**Metin:**
• • • •

ÖMER BAHÇIVAN: Maalesef biz de yaşadık. Pazarlamada çok güçlüydük ve inanılmaz paralar kazandık. Hızlı büyümenin neticesinde İtalya’dan hazır motor fabrikasını satın aldık. Yükledik getirdik, büyüklerimiz ‘illa Bursa’da kurulsun’ dediler. Şahsen Bursa’ya karşıydım İstanbul’a kurulmasını istiyordum. Bursa zor oldu bizim için İstanbul’daki yoğunluktan dolayı Bursa’daki işimizle ilgilenemedik. 13 ay gibi bir sürede bütün birikimlerimizi bitirdi. Aslında ilk 8 aydan sonra İstanbul’a taşınmasını istemiştim, dirençle karşılaşınca ısrar etmedim. Ancak 13’üncü aydan sonra ‘Bugüne kadar kendi paramızı harcadık bundan sonra harcayacağımız para kendi paramız olmayacağı için ben yokum’ dedim. Sıfırdan başlar gibi devam ettik ve toparladık…
–Şimdiki durumunuzu özetleyebilir misiniz?
ÖMER BAHÇIVAN: 2018 itibariyle 320 kişiyi istihdam ederek 30.000 metrekare alana kurulu büyük bir fabrikada işimize devam ediyoruz. O tarihten bugüne bakarsak, Allah’a şükürler olsun işimizi 300 kat kadar büyüttük. BNV, bugün sektöründe Türkiye’nin lideri, dünyada bilinen bir iyi bir firma. 80 ülkeye ihracat yapan ve Türkiye’de her şehirde ürün grubu olan bir firma ancak yolun başındayız. 40 milyon TL. ihracatımız var, 100 milyon TL. satış kapasitesine sahibiz. Devletten bugüne kadar teşvik beklentimiz olmadı. Biz tamamen kendi öz sermayemizden iş yapan bir firmayız…
Size bir anekdotu anlatmak istiyorum. Sene 2007, küçük oğlum Bilal ABD’de yüksek lisan yapıyor. Telefonla görüşürken kendisine ‘10 ülkeye ihracat yapmaya başladık, hedefimiz 50 ülke’ dediğimde Bilal bana, ’ . Baba, 10 ülke için tebrik ederim ama 50’yi anlayamadım, dünyada 220 ülke var, niçin sadece 50 ülkeyi hedef seçiyoruz’ dedi. Bilal’in söyledikleriyle öylesine umutlandım ki, doğru yolda olduğumuzu hissettim. Benden sonra bayrağı daha ileriye taşıyacak çocuklarımın olması beni çok mutlu etti ve çok doğru yolda olduğumuza kanaat getirdim…
–Ömer Bey, dünyayı gezen bir Türk vatandaşı olarak ülkemizin dışarıdan nasıl göründüğünü objektif olarak anlatabilir misiniz?

• • • •

Bir veri kümesinde listelenen öğeler
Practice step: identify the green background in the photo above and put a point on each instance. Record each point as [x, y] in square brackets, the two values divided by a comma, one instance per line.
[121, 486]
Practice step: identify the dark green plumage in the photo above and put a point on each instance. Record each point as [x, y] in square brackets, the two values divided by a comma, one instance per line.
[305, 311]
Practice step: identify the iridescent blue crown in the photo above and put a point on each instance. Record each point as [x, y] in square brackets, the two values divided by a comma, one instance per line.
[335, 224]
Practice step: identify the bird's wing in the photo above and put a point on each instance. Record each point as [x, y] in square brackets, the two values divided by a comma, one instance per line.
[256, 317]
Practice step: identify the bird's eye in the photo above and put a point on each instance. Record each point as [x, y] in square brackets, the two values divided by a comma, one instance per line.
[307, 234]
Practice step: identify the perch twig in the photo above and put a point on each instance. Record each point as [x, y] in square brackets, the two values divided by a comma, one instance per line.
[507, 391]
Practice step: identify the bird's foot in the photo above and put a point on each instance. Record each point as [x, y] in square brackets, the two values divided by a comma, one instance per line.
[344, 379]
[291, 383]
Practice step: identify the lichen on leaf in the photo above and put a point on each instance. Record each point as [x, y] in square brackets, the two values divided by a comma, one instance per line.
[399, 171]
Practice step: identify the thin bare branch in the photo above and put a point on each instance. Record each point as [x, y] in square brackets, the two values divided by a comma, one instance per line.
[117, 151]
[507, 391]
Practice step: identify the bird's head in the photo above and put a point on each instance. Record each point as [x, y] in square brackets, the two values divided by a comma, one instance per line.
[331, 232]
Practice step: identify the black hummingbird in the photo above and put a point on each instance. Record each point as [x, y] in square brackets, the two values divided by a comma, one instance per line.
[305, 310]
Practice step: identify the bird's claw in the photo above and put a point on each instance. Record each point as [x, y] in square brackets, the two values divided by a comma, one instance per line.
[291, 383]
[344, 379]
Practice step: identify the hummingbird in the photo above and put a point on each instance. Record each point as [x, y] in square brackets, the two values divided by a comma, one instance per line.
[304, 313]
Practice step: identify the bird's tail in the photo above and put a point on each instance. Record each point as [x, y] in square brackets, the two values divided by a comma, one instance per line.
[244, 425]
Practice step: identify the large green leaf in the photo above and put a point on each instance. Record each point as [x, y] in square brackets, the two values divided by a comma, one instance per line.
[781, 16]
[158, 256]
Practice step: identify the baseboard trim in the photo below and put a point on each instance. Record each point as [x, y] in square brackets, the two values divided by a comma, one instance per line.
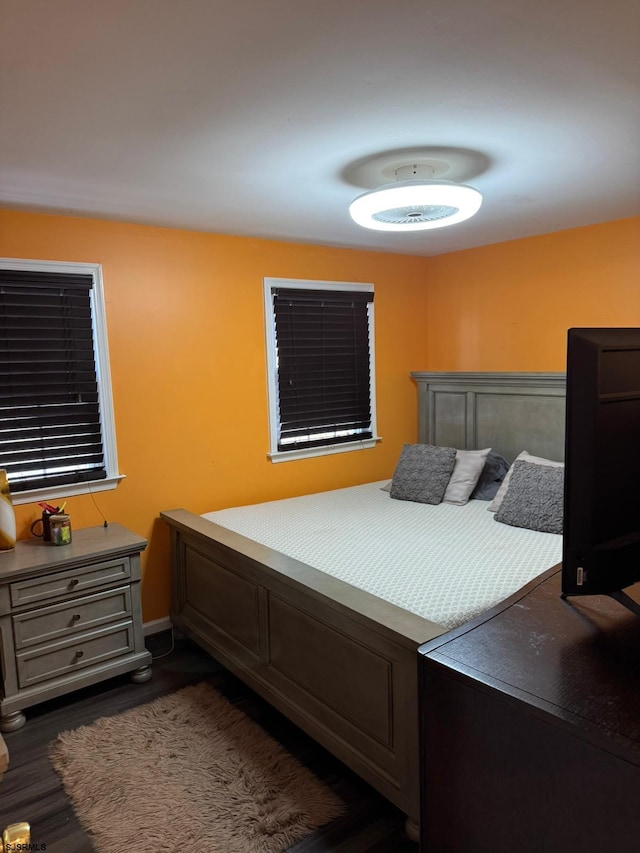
[156, 626]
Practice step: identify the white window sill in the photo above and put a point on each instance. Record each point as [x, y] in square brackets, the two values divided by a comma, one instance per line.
[51, 495]
[307, 453]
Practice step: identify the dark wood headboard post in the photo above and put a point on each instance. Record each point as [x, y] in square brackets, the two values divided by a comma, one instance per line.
[509, 412]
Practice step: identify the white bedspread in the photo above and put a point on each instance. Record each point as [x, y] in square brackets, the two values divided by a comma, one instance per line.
[445, 563]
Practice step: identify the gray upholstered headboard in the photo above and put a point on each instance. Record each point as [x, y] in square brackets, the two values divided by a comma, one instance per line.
[509, 412]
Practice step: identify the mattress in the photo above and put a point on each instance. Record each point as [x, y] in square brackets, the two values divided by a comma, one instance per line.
[445, 563]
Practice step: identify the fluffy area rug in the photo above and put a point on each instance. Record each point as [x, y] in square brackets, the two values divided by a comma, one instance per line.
[188, 772]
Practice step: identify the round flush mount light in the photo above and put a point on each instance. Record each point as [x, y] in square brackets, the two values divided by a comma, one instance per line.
[416, 201]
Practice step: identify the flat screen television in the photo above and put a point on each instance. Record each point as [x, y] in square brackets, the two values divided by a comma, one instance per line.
[601, 534]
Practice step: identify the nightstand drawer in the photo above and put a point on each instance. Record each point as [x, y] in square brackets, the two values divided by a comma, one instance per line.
[44, 663]
[60, 620]
[70, 582]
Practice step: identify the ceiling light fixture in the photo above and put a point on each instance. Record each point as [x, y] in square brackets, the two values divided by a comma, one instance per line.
[415, 202]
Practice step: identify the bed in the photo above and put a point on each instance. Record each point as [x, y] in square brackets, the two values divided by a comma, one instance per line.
[335, 650]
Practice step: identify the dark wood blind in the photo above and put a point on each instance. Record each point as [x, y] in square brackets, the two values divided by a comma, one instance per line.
[50, 429]
[324, 376]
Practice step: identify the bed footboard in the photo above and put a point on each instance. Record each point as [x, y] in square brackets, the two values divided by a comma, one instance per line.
[338, 662]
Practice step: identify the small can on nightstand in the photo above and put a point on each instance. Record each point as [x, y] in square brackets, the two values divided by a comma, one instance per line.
[60, 527]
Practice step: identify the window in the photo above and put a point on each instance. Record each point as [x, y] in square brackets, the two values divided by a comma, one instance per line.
[57, 435]
[320, 363]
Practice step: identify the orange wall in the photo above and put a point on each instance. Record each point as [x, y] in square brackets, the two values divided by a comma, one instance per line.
[508, 306]
[186, 339]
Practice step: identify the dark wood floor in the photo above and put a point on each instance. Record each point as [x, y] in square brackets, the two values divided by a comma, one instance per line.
[31, 790]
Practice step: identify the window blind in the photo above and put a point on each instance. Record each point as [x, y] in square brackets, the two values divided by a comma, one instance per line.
[323, 359]
[50, 431]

• • • •

**Alıştırma:**
Metinde "ÖMER BAHÇIVAN: Maalesef" sözleriyle başlayıp "durumunuzu özetleyebilir misiniz?" sözleriyle biten kısmı yeniden yazın ve "İtalya’dan" ifadesini "Almanya’dan" olarak değiştirin. Öğeler, metinden ayrı bir malzemedir.

**Yanıt:**
ÖMER BAHÇIVAN: Maalesef biz de yaşadık. Pazarlamada çok güçlüydük ve inanılmaz paralar kazandık. Hızlı büyümenin neticesinde Almanya’dan hazır motor fabrikasını satın aldık. Yükledik getirdik, büyüklerimiz ‘illa Bursa’da kurulsun’ dediler. Şahsen Bursa’ya karşıydım İstanbul’a kurulmasını istiyordum. Bursa zor oldu bizim için İstanbul’daki yoğunluktan dolayı Bursa’daki işimizle ilgilenemedik. 13 ay gibi bir sürede bütün birikimlerimizi bitirdi. Aslında ilk 8 aydan sonra İstanbul’a taşınmasını istemiştim, dirençle karşılaşınca ısrar etmedim. Ancak 13’üncü aydan sonra ‘Bugüne kadar kendi paramızı harcadık bundan sonra harcayacağımız para kendi paramız olmayacağı için ben yokum’ dedim. Sıfırdan başlar gibi devam ettik ve toparladık…
–Şimdiki durumunuzu özetleyebilir misiniz?